#### Data for processing ####

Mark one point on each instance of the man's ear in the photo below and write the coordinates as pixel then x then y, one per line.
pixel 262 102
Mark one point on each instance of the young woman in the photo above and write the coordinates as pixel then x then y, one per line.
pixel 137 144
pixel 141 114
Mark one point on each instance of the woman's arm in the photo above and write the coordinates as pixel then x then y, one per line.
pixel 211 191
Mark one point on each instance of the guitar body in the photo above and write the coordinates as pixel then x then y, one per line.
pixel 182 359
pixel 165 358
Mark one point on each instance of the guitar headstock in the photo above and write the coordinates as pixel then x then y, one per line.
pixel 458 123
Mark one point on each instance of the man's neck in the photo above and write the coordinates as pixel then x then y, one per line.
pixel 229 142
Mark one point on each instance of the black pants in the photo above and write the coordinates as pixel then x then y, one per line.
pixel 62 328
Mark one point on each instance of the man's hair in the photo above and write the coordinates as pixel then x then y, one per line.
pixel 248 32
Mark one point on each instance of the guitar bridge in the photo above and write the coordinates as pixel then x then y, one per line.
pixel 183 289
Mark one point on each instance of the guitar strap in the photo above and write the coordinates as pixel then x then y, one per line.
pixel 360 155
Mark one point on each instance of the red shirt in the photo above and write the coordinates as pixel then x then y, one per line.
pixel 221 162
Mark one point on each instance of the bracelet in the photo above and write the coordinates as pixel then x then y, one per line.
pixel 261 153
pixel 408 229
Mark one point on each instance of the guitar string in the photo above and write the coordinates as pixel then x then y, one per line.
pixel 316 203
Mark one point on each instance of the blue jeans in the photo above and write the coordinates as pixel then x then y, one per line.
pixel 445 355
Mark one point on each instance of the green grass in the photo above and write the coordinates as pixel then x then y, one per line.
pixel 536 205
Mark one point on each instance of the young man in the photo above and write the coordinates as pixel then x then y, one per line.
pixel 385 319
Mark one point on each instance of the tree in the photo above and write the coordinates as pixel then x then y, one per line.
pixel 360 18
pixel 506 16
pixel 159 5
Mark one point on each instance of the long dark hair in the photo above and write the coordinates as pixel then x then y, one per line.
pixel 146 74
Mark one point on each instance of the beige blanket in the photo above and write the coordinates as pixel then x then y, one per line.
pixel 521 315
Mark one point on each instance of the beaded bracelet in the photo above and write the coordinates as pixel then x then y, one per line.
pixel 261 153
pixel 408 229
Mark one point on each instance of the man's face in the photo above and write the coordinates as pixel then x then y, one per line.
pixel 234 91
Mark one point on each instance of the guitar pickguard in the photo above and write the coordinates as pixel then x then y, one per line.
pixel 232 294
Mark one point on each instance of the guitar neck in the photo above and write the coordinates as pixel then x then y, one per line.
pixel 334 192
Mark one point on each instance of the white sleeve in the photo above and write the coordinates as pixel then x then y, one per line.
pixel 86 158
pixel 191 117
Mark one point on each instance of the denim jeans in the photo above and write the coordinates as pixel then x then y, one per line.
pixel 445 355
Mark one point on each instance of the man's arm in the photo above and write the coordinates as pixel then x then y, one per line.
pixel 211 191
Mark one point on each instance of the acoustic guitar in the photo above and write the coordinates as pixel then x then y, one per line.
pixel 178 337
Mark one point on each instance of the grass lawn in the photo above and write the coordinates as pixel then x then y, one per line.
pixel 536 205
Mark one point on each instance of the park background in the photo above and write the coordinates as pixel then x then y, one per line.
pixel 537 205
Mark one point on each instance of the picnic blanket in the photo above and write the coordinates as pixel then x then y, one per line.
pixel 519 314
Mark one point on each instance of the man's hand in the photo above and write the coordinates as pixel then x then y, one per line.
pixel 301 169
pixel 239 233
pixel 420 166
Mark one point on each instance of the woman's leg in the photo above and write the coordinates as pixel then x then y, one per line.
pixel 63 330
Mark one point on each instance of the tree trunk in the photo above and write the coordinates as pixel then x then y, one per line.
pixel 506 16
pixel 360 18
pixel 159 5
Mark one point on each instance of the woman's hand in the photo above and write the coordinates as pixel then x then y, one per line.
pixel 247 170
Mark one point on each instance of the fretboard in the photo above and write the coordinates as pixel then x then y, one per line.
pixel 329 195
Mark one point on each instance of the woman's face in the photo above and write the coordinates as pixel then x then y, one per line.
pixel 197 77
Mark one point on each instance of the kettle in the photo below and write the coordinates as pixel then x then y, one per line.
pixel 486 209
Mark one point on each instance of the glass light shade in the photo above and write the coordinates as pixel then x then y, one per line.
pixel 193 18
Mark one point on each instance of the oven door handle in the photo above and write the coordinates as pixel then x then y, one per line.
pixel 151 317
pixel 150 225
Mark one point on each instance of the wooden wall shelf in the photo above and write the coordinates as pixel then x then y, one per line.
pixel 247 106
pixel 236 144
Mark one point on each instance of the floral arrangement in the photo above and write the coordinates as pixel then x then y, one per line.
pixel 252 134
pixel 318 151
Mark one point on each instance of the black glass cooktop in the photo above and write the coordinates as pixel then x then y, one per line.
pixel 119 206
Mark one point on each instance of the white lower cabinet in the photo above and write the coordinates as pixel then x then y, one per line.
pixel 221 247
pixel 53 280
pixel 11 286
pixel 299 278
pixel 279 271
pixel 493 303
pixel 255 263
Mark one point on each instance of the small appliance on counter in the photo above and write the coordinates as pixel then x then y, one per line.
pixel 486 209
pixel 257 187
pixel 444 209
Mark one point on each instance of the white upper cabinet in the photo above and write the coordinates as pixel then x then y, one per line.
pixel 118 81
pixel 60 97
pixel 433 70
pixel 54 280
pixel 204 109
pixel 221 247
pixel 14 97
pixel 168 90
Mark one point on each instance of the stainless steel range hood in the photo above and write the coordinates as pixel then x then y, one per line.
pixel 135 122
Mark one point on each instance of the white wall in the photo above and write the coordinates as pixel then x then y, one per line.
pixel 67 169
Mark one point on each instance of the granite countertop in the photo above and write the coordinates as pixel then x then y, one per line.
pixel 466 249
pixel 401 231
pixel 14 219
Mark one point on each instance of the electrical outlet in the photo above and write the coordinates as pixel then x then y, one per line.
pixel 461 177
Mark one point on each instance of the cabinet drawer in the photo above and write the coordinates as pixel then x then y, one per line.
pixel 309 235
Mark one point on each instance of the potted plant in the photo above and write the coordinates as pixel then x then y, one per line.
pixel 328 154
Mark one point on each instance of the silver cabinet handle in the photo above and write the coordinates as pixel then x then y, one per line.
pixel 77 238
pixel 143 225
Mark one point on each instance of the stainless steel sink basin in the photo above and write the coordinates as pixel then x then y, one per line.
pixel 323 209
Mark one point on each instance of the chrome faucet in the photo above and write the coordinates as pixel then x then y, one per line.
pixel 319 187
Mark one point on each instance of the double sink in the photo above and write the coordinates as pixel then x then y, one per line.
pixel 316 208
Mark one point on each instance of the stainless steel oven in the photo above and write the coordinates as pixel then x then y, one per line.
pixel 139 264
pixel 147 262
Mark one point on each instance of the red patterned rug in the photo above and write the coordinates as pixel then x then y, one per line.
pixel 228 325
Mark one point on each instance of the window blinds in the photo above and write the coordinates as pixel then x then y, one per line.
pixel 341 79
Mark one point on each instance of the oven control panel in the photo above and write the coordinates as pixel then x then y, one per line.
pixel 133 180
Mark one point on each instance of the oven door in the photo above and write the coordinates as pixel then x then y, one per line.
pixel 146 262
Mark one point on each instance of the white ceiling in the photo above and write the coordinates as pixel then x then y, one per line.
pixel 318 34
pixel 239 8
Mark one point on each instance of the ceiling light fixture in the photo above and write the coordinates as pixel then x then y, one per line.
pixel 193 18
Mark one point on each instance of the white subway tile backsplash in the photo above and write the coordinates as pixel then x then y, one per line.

####

• **Problem to solve**
The data should be printed again exactly, line for line.

• **Problem solution**
Mark one point on each instance of the man's ear in the photo below and write the coordinates as pixel then x then y, one per line.
pixel 262 102
Mark one point on each instance of the young woman in the photo above and write the coordinates as pixel then x then y, one per line.
pixel 137 144
pixel 141 114
Mark one point on each instance of the woman's arm in the photo above and write the coordinates as pixel then x then y, one per line.
pixel 211 191
Mark one point on each instance of the guitar body in the photo above and write the coordinates as pixel then x then y, one per line.
pixel 182 359
pixel 165 358
Mark one point on each instance of the guitar headstock in the photo above and write the coordinates as pixel then x then y, one per line.
pixel 458 123
Mark one point on each instance of the man's neck in the photo above and write the coordinates as pixel then x then y, one per line.
pixel 229 142
Mark one point on each instance of the black pants in the photo above and write the coordinates as pixel then x then y, one per line.
pixel 62 328
Mark one point on each instance of the man's hair in the photo above and write the coordinates as pixel then x then y, one per line.
pixel 248 32
Mark one point on each instance of the guitar bridge in the photo above and write the coordinates as pixel then x then y, one per line.
pixel 183 289
Mark one point on each instance of the guitar strap in the photo above and write the coordinates as pixel then x then y, one per line.
pixel 360 155
Mark one point on each instance of the red shirt in the photo above and write the coordinates as pixel then x then y, one per line.
pixel 221 162
Mark one point on each instance of the bracelet in the photo above and write the coordinates as pixel then x then y, one per line.
pixel 261 153
pixel 408 229
Mark one point on each instance of the guitar string in the photo above and write the coordinates as pixel then x then y, one per line.
pixel 316 203
Mark one point on each instance of the blue jeans in the photo above and write the coordinates as pixel then x then y, one per line.
pixel 445 355
Mark one point on each instance of the green grass in the photo above and write the coordinates as pixel then x then y, one per line.
pixel 536 205
Mark one point on each instance of the young man in the photo above and write the coordinates as pixel then x then y, one per line.
pixel 385 319
Mark one point on each instance of the tree in the photo above and write the coordinates as pixel then x then y, one per line.
pixel 360 18
pixel 506 16
pixel 159 5
Mark one point on each instance of the long dark hair in the photo above and write the coordinates as pixel then x then y, one per line.
pixel 146 74
Mark one point on each instance of the beige blanket in the photo above and write the coordinates as pixel then x then y, one per line.
pixel 521 315
Mark one point on each instance of the beaded bracelet in the photo above and write the coordinates as pixel then x then y, one per line.
pixel 261 153
pixel 408 229
Mark one point on each instance of the man's face in the photo above and write the coordinates as pixel then x then y, one per line.
pixel 234 91
Mark one point on each instance of the guitar pickguard in the photo above and write the coordinates as pixel then x then y, one per line.
pixel 232 294
Mark one point on each instance of the guitar neck in the photo above and write the coordinates as pixel then x then y, one per line.
pixel 334 192
Mark one point on each instance of the white sleeve in the photo above and write the coordinates as pixel then x then y, one per line.
pixel 86 158
pixel 191 117
Mark one point on each instance of the denim jeans in the photo above and write the coordinates as pixel then x then y, one per line.
pixel 445 355
Mark one point on each instance of the man's arm in the photo above and write the coordinates as pixel then x then y, one per line.
pixel 211 191
Mark one point on each instance of the acoustic guitar in the photo above and write the coordinates as pixel then x then y, one per line.
pixel 178 337
Mark one point on each instance of the grass lawn in the photo above and write the coordinates as pixel then x then y, one per line.
pixel 536 205
Mark one point on each instance of the park background in the photo above and write the coordinates as pixel then x then y, one per line.
pixel 537 205
Mark one point on each instance of the picnic blanket in the photo above and write the coordinates as pixel then x then y, one per line.
pixel 519 314
Mark one point on each instance of the man's hand in the photo above and write the coordinates as pixel then x then y, one per line.
pixel 301 169
pixel 239 233
pixel 420 166
Mark one point on each instance of the woman's leg in the photo above and write the coordinates as pixel then x then y, one per line.
pixel 63 330
Mark one point on each instance of the tree trunk in the photo above and write the coordinates as pixel then x then y, one per line.
pixel 506 16
pixel 360 18
pixel 159 5
Mark one point on each instance of the woman's hand in the photo above and write the coordinates as pixel then x then y, one per line.
pixel 247 170
Mark one point on each instance of the fretboard in the photo above and write the coordinates as pixel then x then y, one per line.
pixel 329 195
Mark one point on each instance of the woman's face in the photo above and write the coordinates as pixel then x then y, one per line.
pixel 197 77
Mark one point on each instance of the kettle in the photo below and write the coordinates as pixel then x then y, one per line.
pixel 486 209
Mark one point on each instance of the glass light shade in the photo above and write the coordinates as pixel then x then y, one per line.
pixel 193 18
Mark one point on each instance of the oven door handle in the photo above and write the coordinates as pixel then x then y, one per line.
pixel 151 317
pixel 150 225
Mark one point on each instance of the wooden wall shelf in the photo above and write the coordinates as pixel then x then y, one per line.
pixel 247 106
pixel 236 144
Mark one point on each instance of the floral arrangement in the photo above and write the coordinates as pixel then x then y, one per line.
pixel 252 134
pixel 318 151
Mark one point on each instance of the black glass cooktop in the photo above and write the coordinates as pixel then x then y, one per line.
pixel 119 206
Mark one point on each instance of the white lower cabinet in the photo above and write the coordinates as pixel then x then y, one per line.
pixel 221 247
pixel 53 280
pixel 11 286
pixel 299 278
pixel 279 271
pixel 493 303
pixel 255 263
Mark one point on each instance of the small appliance on counter in the photo above and write the coordinates as pixel then x then y, one per line.
pixel 486 209
pixel 257 187
pixel 444 209
Mark one point on each instance of the white upper cabinet in the photo above and write the coordinates as pixel then x then y, one per line.
pixel 118 81
pixel 60 97
pixel 433 70
pixel 54 280
pixel 204 109
pixel 221 247
pixel 14 97
pixel 168 90
Mark one point on each instance of the stainless steel range hood in the photo above and write the coordinates as pixel then x then y, one per line.
pixel 135 122
Mark one point on each instance of the white wall in the photo above and write the coordinates as pixel then x then y, one per line.
pixel 67 169
Mark one point on each instance of the granite countertop in the photo above and write the coordinates as pixel then x then y, one per line.
pixel 466 249
pixel 401 231
pixel 14 219
Mark one point on each instance of the electrical outlet in the photo above and write the coordinates as pixel then x then y, one per line.
pixel 461 177
Mark one point on each instance of the cabinet drawer in the photo above and write the coordinates as pixel then x then y, one per line.
pixel 309 235
Mark one point on each instance of the potted plant in the photo above and write the coordinates as pixel then x then y, one per line.
pixel 328 154
Mark one point on each instance of the silver cabinet handle in the photo above and write the coordinates as pixel then x then y, one per line.
pixel 77 238
pixel 143 225
Mark one point on each instance of the stainless steel sink basin in the photo above and write the coordinates as pixel then x then y, one per line.
pixel 323 209
Mark one point on each instance of the chrome faucet in the photo above and write the coordinates as pixel then x then y, one per line.
pixel 319 187
Mark one point on each instance of the double sink in the photo above and write the coordinates as pixel then x then y, one per line.
pixel 316 208
Mark one point on each instance of the stainless steel oven in the photo above and write the coordinates as pixel then x then y, one per line.
pixel 139 264
pixel 147 262
Mark one point on each instance of the red patterned rug in the photo above and write the coordinates as pixel then x then y, one per line.
pixel 228 325
Mark one point on each instance of the window blinds in the photo above and write the coordinates as pixel then x then y, one per line.
pixel 341 79
Mark one point on each instance of the oven control panel in the photo above and write the coordinates as pixel then x then y, one per line.
pixel 133 180
Mark one point on each instance of the oven door in the photo above and write the coordinates as pixel then x then y, one per line.
pixel 146 262
Mark one point on each instance of the white ceiling in the photo above and write the coordinates as pixel then x then y, one per line.
pixel 318 34
pixel 239 8
Mark one point on each instance of the ceiling light fixture in the photo above and write the coordinates as pixel then x then y, one per line.
pixel 193 18
Mark one point on each instance of the white subway tile backsplash in the photo above and write the coordinates as pixel then x then y, one per line.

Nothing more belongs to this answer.